::: Given passage
Int Arch Allergy Immunol 2012 27;159(1):15-22. Epub 2012 Apr 27.
Ludwig Boltzmann Cluster Oncology, Medical University of Vienna, Vienna, Austria.
Background: Dasatinib is a multikinase inhibitor active against several tyrosine kinases including ABL, KIT, Lyn and Btk. Apart from its known antileukemic activity, the drug produces several side effects including edemas and pleural effusions, which are supposedly triggered by activated immune cells. Effusion formation can be treated effectively by glucocorticosteroids. We have recently shown that low concentrations of dasatinib (<0.1 µM) promote IgE-dependent secretion of histamine in basophils, especially in allergic individuals. In the current study, we asked whether glucocorticosteroids inhibit dasatinib-induced activation of basophils.
Methods: Basophils were preincubated with dexamethasone, prednisolone and hydrocortisone for 24 h, and were then exposed to an anti-IgE antibody (normal basophils) or the allergens Bet v 1 and Phl p 5 (allergic patients) with or without low concentrations of dasatinib (0.025 µM). After incubation, basophils were examined for histamine release and expression of CD63 and CD203c.
Results: All three glucocorticosteroids were found to counteract IgE-dependent and dasatinib-enhanced histamine release in basophils in nonallergic and allergic individuals. In addition, glucocorticosteroids were found to inhibit anti-IgE-induced upregulation of CD63 and CD203c in the presence or absence of dasatinib. The inhibitory effects of glucocorticosteroids were dose-dependent (effective range: 1-10 µM) and seen in all donors examined.
Conclusions: Glucocorticosteroids rescue IgE receptor cross-linked basophils from additional costimulatory effects of low-dose dasatinib which may have clinical implications in dasatinib-treated patients.
::::::
Name every tyrosine kinase that the dasatinib abstract gives as a target of the drug. The listing plays no part in this work.
::: Recorded data
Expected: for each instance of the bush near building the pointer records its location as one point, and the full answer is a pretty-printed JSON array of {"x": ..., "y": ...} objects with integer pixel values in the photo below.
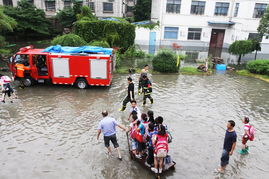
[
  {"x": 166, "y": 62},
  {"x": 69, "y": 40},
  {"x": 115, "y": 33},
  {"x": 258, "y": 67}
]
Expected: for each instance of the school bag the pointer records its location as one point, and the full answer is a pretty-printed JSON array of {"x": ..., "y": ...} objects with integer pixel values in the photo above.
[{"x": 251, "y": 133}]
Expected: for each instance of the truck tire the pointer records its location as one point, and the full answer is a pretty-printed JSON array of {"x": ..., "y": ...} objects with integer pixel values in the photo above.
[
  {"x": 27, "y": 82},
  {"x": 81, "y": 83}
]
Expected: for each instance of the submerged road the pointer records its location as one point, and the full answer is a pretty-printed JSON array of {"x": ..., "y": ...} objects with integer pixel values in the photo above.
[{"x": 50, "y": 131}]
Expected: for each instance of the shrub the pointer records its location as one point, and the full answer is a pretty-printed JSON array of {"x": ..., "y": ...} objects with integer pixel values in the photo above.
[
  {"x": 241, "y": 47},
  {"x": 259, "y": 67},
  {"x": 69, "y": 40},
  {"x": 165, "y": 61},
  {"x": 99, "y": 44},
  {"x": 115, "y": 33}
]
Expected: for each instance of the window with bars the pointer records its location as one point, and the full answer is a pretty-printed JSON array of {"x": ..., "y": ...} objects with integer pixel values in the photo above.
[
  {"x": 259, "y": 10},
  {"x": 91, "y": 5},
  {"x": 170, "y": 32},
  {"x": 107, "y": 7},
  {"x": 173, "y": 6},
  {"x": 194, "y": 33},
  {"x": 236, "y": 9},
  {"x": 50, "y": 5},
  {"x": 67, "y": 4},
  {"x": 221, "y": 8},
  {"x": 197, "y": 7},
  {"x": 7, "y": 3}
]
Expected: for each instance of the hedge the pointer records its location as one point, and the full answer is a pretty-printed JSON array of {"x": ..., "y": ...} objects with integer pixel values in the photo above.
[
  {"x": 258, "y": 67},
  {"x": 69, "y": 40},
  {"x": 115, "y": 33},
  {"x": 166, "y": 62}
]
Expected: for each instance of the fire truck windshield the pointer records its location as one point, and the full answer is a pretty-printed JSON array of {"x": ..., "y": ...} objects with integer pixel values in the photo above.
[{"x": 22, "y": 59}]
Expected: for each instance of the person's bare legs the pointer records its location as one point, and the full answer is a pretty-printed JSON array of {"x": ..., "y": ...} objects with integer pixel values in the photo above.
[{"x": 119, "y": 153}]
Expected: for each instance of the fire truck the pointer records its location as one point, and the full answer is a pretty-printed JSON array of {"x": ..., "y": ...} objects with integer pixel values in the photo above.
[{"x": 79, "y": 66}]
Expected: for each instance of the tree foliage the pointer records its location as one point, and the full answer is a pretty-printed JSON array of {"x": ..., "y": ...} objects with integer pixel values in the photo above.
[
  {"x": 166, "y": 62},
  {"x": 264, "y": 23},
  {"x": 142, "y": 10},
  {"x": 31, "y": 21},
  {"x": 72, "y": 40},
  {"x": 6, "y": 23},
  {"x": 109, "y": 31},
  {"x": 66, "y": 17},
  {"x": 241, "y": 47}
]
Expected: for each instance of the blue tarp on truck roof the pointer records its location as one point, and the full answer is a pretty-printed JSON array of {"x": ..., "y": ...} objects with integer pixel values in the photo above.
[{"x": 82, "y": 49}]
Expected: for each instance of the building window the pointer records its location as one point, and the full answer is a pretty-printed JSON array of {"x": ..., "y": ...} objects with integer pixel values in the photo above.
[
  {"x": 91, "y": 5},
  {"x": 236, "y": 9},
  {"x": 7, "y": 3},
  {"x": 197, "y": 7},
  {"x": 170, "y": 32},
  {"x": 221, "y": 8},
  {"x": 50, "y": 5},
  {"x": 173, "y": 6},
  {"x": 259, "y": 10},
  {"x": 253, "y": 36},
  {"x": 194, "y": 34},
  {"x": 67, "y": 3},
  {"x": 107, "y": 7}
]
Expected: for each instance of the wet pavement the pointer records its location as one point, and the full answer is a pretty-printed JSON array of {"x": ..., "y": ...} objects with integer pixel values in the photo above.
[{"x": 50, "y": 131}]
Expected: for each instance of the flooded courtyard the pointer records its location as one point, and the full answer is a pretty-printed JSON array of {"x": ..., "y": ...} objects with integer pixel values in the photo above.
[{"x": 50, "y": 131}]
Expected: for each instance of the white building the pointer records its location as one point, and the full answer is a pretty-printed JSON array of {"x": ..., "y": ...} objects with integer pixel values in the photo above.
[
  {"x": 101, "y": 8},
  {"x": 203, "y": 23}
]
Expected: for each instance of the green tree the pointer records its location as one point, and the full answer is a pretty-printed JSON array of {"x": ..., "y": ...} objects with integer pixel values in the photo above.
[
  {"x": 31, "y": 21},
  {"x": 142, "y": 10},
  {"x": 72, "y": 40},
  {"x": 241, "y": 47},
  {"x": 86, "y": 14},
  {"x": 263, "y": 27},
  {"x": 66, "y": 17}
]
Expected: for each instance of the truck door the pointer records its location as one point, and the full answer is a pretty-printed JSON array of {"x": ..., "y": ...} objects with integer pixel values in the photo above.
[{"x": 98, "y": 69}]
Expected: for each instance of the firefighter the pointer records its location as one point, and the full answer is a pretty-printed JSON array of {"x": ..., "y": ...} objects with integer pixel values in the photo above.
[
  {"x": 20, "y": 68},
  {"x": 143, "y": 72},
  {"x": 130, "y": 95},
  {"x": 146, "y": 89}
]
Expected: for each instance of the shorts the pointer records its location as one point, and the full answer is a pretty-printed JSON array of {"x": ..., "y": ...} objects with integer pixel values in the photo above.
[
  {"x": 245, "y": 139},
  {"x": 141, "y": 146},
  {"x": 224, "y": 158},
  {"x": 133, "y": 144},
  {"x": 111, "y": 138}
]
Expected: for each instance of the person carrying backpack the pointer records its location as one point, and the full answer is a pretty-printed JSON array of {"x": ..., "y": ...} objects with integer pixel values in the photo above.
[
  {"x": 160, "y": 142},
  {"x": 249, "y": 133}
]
::::::
::: Recorded data
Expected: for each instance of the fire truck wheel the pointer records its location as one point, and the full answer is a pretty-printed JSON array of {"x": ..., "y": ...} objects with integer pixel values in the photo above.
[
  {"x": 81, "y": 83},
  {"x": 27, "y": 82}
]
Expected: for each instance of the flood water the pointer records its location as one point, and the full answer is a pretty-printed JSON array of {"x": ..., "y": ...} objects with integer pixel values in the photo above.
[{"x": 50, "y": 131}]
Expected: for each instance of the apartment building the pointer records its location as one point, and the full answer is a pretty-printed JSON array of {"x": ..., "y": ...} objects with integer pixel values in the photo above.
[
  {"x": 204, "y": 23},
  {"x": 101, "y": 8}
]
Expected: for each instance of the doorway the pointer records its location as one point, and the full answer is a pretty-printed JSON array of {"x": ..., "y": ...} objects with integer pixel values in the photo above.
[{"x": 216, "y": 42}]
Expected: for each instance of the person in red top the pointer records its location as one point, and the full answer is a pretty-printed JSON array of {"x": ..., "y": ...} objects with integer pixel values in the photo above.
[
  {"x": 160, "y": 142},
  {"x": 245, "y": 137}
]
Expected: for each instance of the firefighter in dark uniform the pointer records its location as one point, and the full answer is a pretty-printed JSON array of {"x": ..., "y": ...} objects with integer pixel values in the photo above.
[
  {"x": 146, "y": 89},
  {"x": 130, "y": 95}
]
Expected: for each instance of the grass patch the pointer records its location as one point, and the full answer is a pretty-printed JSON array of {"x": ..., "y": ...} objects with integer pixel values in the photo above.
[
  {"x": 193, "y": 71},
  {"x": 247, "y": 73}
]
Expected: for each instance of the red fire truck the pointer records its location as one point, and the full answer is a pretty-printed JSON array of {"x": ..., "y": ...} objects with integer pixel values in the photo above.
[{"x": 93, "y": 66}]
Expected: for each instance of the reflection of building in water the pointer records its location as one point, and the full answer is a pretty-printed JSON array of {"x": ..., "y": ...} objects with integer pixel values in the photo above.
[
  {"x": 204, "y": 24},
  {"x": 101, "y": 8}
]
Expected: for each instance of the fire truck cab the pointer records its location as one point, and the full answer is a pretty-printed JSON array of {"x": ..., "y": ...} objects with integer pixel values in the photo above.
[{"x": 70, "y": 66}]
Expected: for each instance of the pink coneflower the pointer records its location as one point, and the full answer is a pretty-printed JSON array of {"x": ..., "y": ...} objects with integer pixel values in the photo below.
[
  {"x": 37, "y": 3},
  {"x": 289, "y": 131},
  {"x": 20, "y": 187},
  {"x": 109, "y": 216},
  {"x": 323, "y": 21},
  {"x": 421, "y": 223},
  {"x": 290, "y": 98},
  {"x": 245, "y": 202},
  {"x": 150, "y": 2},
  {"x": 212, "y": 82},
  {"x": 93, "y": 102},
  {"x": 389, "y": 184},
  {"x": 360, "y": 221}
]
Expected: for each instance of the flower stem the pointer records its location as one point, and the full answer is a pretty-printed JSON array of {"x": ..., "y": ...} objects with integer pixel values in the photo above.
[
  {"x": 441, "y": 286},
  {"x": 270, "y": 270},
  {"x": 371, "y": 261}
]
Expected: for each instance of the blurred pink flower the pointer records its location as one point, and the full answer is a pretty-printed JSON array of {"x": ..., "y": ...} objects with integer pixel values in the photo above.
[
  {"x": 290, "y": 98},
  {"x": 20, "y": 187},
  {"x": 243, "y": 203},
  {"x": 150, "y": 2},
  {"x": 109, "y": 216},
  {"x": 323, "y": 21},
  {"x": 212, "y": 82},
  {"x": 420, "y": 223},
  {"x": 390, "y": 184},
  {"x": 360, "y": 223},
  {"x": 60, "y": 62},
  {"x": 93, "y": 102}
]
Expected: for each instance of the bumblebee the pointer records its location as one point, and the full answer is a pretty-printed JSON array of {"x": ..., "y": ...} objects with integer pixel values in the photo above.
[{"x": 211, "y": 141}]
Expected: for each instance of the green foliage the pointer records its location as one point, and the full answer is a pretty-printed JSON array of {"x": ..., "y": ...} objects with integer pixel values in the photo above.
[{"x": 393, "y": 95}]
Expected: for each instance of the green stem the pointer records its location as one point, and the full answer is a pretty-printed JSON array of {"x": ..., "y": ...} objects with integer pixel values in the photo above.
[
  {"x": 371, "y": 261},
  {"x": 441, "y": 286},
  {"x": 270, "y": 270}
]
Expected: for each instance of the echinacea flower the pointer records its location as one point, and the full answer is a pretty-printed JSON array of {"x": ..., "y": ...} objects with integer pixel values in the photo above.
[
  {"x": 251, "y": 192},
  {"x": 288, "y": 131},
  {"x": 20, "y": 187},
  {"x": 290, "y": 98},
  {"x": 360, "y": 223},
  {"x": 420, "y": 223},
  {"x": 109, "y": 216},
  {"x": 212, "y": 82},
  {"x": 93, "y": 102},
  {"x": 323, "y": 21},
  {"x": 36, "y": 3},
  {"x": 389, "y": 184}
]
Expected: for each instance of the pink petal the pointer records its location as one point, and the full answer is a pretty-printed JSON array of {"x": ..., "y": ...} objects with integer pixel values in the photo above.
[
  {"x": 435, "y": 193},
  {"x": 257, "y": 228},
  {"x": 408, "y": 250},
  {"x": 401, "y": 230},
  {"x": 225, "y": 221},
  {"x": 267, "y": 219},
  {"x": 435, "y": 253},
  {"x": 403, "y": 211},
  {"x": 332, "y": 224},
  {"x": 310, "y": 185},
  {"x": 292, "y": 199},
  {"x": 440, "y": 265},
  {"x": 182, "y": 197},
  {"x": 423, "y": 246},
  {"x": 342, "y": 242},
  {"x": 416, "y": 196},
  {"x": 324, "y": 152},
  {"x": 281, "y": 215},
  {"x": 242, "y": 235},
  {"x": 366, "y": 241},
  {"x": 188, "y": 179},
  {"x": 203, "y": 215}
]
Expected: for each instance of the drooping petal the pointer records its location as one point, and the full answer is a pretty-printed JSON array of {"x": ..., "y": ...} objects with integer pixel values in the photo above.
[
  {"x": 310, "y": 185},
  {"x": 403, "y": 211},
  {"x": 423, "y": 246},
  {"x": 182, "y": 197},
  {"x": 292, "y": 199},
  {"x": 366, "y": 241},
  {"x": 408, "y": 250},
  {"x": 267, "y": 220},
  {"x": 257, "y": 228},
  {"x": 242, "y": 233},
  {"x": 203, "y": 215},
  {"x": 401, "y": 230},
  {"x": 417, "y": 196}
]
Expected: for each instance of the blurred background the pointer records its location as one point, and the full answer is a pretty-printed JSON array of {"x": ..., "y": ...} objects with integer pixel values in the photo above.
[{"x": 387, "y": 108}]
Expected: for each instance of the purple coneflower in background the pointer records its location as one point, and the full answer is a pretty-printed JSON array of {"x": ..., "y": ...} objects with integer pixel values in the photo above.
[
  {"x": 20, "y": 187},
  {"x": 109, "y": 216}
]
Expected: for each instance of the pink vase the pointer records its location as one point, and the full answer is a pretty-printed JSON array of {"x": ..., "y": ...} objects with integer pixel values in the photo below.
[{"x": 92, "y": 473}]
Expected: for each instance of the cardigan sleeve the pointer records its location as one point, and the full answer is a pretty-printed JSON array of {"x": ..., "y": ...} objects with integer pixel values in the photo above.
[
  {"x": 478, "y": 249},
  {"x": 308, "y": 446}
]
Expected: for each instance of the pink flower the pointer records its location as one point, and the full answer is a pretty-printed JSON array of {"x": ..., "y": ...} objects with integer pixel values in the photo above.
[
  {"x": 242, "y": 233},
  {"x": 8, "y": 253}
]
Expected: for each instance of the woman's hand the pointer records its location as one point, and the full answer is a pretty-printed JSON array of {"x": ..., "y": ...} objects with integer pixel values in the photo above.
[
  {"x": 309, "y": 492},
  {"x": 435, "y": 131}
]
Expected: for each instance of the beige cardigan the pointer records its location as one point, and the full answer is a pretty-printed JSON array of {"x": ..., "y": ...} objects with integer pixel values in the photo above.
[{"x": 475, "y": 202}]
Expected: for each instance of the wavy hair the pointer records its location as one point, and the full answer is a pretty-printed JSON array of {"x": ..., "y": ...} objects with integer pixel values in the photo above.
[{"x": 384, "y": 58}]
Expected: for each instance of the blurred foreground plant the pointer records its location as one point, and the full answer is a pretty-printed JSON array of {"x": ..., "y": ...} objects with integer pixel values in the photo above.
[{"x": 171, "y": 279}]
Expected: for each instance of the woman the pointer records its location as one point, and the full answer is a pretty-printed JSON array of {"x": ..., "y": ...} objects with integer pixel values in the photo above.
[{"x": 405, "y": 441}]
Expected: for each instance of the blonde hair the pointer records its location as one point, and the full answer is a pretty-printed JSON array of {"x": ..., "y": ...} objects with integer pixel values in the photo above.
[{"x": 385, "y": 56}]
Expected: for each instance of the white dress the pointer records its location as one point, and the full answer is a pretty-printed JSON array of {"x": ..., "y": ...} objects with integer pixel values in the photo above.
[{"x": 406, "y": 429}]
::::::
::: Recorded data
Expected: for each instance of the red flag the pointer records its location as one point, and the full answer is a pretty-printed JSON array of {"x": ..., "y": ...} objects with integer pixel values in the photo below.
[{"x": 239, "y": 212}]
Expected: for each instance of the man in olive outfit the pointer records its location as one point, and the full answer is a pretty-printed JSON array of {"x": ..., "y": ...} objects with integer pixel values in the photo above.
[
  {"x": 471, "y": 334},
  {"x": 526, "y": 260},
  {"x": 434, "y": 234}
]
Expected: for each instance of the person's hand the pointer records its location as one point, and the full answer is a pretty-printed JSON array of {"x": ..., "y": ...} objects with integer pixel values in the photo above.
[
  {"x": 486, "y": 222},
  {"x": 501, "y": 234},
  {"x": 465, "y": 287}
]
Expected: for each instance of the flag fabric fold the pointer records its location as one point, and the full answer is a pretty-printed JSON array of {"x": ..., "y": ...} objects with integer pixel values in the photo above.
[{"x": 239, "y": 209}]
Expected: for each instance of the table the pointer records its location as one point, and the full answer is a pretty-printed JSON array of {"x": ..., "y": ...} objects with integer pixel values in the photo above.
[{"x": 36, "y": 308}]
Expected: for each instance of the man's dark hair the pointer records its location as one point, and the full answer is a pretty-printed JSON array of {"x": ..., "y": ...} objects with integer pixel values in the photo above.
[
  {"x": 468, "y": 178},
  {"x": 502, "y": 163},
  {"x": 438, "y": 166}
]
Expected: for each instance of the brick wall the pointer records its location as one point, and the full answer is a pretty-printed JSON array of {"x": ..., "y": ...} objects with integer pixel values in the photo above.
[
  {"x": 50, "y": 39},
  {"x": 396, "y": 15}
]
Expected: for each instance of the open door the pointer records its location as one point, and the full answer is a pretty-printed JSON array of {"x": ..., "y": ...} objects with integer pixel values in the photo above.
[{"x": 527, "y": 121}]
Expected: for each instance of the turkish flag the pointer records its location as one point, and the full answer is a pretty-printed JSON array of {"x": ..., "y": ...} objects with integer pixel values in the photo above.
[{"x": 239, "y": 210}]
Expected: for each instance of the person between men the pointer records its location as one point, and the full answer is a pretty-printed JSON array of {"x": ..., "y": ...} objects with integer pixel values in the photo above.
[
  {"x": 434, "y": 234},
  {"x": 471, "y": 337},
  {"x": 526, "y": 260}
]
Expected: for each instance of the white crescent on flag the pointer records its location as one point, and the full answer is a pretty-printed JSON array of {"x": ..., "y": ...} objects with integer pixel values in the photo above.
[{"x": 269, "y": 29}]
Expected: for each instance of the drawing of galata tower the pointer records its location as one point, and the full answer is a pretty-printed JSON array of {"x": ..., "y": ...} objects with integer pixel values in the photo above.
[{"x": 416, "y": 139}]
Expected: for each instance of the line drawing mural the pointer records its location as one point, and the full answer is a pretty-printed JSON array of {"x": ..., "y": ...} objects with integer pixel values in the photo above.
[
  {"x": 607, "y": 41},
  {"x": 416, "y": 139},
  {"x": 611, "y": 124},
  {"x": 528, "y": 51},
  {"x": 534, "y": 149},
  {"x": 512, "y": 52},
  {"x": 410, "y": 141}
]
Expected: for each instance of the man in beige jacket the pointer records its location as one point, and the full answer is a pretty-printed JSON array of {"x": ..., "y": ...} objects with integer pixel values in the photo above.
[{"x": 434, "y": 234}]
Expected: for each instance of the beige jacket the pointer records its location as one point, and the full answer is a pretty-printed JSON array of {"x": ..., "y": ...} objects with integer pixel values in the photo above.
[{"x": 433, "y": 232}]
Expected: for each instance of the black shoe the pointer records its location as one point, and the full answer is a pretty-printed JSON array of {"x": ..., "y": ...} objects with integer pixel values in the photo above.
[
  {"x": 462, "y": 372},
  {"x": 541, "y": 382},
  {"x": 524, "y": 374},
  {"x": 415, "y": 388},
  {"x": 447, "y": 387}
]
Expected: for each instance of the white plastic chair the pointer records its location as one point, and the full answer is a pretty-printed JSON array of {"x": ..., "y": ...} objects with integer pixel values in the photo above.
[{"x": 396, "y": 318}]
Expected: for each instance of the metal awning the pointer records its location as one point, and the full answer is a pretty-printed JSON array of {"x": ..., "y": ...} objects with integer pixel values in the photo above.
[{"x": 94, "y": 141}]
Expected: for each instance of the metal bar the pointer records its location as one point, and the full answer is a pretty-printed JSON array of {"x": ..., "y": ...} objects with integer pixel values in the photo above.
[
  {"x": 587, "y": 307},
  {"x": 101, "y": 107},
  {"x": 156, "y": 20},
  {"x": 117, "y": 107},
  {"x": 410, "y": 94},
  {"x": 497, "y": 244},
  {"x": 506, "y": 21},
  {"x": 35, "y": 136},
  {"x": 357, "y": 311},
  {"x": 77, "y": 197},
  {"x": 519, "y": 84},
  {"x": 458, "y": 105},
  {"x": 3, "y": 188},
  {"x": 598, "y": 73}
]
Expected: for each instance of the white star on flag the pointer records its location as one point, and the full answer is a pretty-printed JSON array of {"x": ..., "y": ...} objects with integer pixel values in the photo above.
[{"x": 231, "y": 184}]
::::::
◆ **Answer below**:
ABL, KIT, Lyn and Btk.